Tekstfragment:
Julia Fontijn – motorrijden is topsport
Buitenstaanders hebben vaak geen idee hoe intensief motorrijden is. Je hoort vaak; “Je zit toch de hele dag”. Niets is minder waar, je bent echt iedere seconde alert op alles in je omgeving. Die zesde auto voor je, die je een voorgevoel geeft dat die iets onverwachts gaat doen. Die zijstraat, dat kind in de verte of dat zebrapad waar een oudere dame wil oversteken. Je bent ook nog bezig met navigeren, schakelen, sturen of remmen. Dat allemaal binnen één seconde. Hoe hou je dat de hele dag moeiteloos vol?
Het alert zijn op alles in je omgeving wordt na verloop van tijd een onbewust automatisme. Je ontwikkelt een voorgevoel voor afwijkende situaties. Je leert het normale gedragspatroon van het verkeer te herkennen waardoor het abnormale onmiddellijk opvalt. Daar focus je op want het abnormale dat gaat ervoor zorgen dat er een onverwachte, maar zeer snelle actie van jouw wordt verwacht.
Ooit reed ik in Duitsland op de autobaan richting het zuiden, met een kruissnelheid boven de adviessnelheid. Er was niet overdreven veel verkeer en het stroomde lekker door. Heerlijk relax meters maken totdat ik voelde ‘effe beetje dimmen’, ondanks dat ik daar eigenlijk geen enkele aanleiding toe zag. Dus toch maar even de rechterbaan op en terug naar 130 km/uur. Blijkt een kilometer verder het verkeer achter een bocht in de autobaan echt stil te staan. Oef! Zelfs met 130 op de rechterbaan had ik nog alle hens aan dek nodig om tijdig stil te staan. En omdat ik de veilige vluchtstrook onder bereik had, was er ook nog de mogelijkheid om die te gebruiken. Dat was gelukkig niet nodig en ik kreeg de motor fatsoenlijk stil. Om daarna toch even op het randje van de vluchtstrook naast de achterste vrachtwagen te gaan staan, uit de staart van de file te gaan. Het mag niet, dat weet ik, maar om met mijn motor de staart van een file te zijn met 0,0% kreukelzone; ik dacht het niet! Dus even 50 of 100 meter over de vluchtstrook en toen weer ingevoegd, zodat een aantal auto’s en vrachtwagen voor een veilige marge zorgden. Niet veel later volgde een enorme klap, toen er een vrachtwagen op de staart van de file reed… Tijd om mijn voorgevoel èn de engel op mijn schouder te bedanken.

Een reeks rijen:
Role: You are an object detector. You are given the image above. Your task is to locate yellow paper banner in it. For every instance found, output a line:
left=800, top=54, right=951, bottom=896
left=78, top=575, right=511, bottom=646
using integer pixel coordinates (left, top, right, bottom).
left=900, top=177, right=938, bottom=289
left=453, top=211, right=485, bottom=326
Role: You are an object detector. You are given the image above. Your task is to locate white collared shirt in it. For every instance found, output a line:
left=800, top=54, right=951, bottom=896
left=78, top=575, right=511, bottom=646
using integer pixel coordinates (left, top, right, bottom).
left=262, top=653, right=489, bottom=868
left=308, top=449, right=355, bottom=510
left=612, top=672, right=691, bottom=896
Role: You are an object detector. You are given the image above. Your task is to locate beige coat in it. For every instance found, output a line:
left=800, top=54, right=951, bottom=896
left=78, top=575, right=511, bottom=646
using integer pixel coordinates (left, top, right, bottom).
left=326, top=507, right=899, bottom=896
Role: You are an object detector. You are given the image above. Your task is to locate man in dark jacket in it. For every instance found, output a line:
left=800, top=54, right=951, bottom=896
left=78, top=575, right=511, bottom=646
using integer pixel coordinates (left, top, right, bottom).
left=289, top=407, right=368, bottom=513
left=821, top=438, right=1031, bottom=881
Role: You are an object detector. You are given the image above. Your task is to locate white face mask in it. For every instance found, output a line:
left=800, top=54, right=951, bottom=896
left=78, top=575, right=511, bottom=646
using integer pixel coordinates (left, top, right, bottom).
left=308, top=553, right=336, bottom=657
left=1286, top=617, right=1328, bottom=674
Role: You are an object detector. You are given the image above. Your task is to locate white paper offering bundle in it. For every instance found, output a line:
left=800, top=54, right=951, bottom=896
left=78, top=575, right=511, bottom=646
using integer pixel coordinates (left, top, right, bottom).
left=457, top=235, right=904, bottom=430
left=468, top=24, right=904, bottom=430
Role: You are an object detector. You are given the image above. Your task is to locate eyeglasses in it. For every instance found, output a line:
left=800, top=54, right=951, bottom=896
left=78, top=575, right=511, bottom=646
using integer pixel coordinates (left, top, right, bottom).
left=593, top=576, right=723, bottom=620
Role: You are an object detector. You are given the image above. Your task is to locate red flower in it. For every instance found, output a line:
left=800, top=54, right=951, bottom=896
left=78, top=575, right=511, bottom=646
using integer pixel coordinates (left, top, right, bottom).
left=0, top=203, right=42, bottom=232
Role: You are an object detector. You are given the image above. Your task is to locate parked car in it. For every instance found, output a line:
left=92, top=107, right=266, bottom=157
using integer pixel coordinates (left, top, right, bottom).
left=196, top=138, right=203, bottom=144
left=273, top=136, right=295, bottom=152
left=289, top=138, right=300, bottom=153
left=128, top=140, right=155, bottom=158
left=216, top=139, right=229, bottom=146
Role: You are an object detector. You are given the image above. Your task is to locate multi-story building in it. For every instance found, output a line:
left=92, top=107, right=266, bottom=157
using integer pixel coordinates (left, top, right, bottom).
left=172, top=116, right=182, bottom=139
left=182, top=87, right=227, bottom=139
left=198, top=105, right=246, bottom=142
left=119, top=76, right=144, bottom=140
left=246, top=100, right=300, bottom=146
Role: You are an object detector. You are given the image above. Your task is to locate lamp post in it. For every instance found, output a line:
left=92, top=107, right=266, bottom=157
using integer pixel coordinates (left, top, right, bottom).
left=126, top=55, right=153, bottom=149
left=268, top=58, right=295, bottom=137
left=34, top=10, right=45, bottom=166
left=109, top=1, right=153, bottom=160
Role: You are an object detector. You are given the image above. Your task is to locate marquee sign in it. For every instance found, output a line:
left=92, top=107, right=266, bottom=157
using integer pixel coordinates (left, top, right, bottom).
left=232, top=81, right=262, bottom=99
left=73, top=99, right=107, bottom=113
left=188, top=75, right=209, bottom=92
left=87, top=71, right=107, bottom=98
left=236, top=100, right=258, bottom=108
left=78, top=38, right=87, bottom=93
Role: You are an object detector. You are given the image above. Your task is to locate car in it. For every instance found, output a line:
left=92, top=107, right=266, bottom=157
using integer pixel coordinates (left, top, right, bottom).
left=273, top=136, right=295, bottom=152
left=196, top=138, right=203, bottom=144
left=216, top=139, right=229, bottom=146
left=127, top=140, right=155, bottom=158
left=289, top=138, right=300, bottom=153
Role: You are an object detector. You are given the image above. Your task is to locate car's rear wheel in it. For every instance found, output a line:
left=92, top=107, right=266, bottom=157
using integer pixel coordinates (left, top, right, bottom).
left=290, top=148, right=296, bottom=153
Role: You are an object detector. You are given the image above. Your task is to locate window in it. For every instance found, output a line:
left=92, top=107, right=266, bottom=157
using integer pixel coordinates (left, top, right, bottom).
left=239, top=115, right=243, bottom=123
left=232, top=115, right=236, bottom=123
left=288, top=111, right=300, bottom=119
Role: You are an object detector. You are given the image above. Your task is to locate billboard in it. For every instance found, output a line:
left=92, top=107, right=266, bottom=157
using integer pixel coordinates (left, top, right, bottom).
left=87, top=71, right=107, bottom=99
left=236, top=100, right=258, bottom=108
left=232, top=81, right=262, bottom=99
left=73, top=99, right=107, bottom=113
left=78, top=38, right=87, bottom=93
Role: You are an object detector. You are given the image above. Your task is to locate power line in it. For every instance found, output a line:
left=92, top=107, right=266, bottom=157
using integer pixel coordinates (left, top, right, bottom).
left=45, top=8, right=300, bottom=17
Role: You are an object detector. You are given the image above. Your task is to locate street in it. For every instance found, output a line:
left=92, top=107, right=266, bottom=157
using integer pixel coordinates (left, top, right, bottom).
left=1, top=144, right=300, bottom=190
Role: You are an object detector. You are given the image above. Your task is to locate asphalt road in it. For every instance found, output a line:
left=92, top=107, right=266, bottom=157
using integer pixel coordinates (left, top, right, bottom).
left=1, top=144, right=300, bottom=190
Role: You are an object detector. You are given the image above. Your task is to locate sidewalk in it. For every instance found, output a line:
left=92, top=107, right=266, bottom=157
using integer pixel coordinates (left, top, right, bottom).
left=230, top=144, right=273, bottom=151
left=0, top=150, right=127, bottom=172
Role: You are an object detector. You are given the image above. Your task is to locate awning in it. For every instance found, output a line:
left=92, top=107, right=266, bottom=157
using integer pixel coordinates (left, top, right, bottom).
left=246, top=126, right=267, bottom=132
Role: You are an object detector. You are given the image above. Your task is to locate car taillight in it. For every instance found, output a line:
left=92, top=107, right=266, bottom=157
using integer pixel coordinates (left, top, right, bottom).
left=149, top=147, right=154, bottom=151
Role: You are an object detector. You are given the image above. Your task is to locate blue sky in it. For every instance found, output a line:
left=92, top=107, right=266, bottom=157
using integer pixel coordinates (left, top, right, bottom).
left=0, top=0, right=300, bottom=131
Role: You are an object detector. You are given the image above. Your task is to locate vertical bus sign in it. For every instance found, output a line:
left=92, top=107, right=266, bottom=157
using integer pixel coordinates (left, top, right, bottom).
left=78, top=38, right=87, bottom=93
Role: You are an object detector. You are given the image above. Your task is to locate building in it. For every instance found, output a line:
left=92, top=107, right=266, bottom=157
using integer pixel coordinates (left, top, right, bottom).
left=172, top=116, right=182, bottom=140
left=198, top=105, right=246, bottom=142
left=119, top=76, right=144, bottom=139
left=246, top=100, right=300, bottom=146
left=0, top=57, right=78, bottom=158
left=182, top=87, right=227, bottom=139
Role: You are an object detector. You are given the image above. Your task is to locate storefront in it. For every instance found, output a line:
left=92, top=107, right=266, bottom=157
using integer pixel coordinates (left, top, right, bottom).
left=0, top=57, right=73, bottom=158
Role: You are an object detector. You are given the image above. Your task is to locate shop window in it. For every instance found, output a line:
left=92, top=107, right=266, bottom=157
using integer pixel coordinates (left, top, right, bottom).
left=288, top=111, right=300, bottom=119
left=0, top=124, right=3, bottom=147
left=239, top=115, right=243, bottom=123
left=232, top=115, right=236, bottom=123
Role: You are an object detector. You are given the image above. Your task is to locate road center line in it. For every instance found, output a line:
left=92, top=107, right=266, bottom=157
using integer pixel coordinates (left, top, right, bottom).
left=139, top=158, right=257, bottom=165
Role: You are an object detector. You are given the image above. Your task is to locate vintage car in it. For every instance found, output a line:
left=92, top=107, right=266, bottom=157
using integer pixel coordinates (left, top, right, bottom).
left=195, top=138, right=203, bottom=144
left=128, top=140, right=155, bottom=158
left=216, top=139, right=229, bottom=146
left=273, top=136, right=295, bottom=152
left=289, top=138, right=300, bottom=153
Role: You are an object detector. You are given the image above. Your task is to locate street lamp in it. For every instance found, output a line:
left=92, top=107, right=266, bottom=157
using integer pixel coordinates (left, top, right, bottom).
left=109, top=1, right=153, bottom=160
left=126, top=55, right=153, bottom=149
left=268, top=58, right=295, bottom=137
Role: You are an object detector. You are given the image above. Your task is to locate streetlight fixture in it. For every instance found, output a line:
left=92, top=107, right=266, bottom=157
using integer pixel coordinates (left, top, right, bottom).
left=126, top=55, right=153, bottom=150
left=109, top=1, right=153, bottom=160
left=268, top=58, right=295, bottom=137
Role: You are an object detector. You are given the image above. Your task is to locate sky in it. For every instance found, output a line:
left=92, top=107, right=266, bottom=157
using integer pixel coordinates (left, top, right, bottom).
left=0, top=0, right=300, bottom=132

Opdrachten:
A. Zoek in de rijen elke regel op die de string "window" bevat, en neem die regels ongewijzigd over.
B. Schrijf het stuk over motorrijden als topsport verder, aansluitend op de laatste zin.

Antwoorden:
A.
Role: You are an object detector. You are given the image above. Your task is to locate window in it. For every instance found, output a line:
Role: You are an object detector. You are given the image above. Your task is to locate shop window in it. For every instance found, output a line:

B.
Je ontwikkelt als motorrijder ook een soort radarogen. Voor naderend gevaar, maar ook voor snelheidscontroles. Je leert die driepoot of dat zwarte kastje langs de vangrail te zien. En de cameramotor in je spiegel herkennen. Mensen en auto’s op een rare plaatsen in de verte zijn ook altijd verdacht en dat kastje daar op de brug ook. Mijn ‘radarogen’ hebben me al vaak gered, maar helemaal waterdicht werken ze helaas niet. Dus af en toe wordt je toch gesnapt, gelukkig nooit met een hele grote overschrijding.
Juist door goed te kijken maak je het motorrijden minder vermoeiend, omdat je minder snel verrast wordt door ‘het onverwachte’. Veel rijden en oefenen om goed te kijken zorgen ook dat het motorrijden zelf minder vermoeiend wordt, omdat het in je automatische systeem gaan zitten.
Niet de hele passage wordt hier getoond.